3
Первые дни войны, - если не бояться громких слов, - дни великих открытий на каждом шагу, в каждом деле, в каждом человеке, в себе самом. Открытий радостных и горьких, окрылявших и ударявших оземь.
- Зарубина понимать надо, - объяснял секретарь полкового партбюро старший политрук Котюх.
Задевая один другого коленями, мы с Котюхом сидели в неглубокой воронке от тяжелой мины. Это было километрах в двух от реки. Не заметили, как пробежали их. Зарубин правильно сообразил. Немецких солдат перед появлением самолетов с горючей жидкостью отвели к роще. Отсюда, с опушки, они и постреливали. Сейчас постреливали вяло, безразлично.
Клонившееся к закату солнце превращало лес в зубчатую черную стену, отбрасывавшую широкую тень на поле. Это мешало нам наблюдать за противником.
Зарубин уложил батальон в цепь, приказал окапываться. Но теперь и без приказа каждый боец, едва ложился на землю, доставал из чехла лопатку. Лопата вдруг стала самым необходимым предметом. Ода появилась за поясом даже у командиров.
- …Он не "словесный" политработник, - продолжал Котюх о Зарубине. - Те на любой случай готовую фразу имеют, а Зарубину, чтобы сказать, подумать надо. Думает не всегда быстро. Поначалу я тоже к нему никак не мог привыкнуть. Придешь по обычному делу, доложишь все по порядку, а он: подумаю. Чего тут, спрашивается, думать, когда все проще пареной репы. Я и решил: погорел, видно, на чем-нибудь, теперь страхуется. Потом вижу - ему впрямь всегда подумать надо… На командирских занятиях мы с ним в одной группе были. Так он, смотрю, никакой вопрос не стесняется задать. Не поймет, снова спросит. Иные подмигивают, а его это будто и не касается. Ему разобраться надо…
Котюх, видимо, любил Зарубина, и то, что замполит стал сегодня героем полка, льстило его самолюбию. Для вас, мол, это все неожиданность, вы других на первое место ставили, а я давно знал, что Зарубин - человек замечательный.
Котюху явно нравилось рассказывать о Зарубине.
- У нашего заместителя одна любопытная черточка. Он не во все встревает. Если видит - без него могут обойтись, отойдет в сторону, промолчит. А вот когда нельзя без него, тут уж все отдаст. Так и сегодня. Ведь Зарубин в первый батальон пошел, а я - во второй. Но у нас беда стряслась - сразу и комбата и замполита убило. Я растерялся даже. Смотрю, старший батальонный комиссар тут как тут. "Слушай мою команду!". Когда прибежал, как впереди оказался - я и заметить не успел. Да и вообще я его таким не видал. Твердый, решительный, крутой. Обстановку с ходу схватывает. Откуда только что берется, ведь никогда на строевой работе не был. Видно, где-то внутри копилось. Ждало часу своего. Ведь это он приказал танки от пехоты отсечь. Он же надоумил бойцов на машины сзади вскакивать и пушку землей затыкать. И знаете - получилось неплохо…
Я радовался за Зарубина и пенял на себя за то, что не разгадал его раньше. Сам собой приходил вывод: видно, нередко теперь обстоятельства будут требовать от политработника подняться над залегшей цепью с кличем: "Слушай мою команду!".

→ Исходные данные
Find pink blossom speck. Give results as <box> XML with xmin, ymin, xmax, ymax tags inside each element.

→ Письменное задание
Какой приказ отдал Зарубин, когда уложил батальон в цепь, согласно фрагменту текста?

→ Правильный ответ
Он приказал окапываться.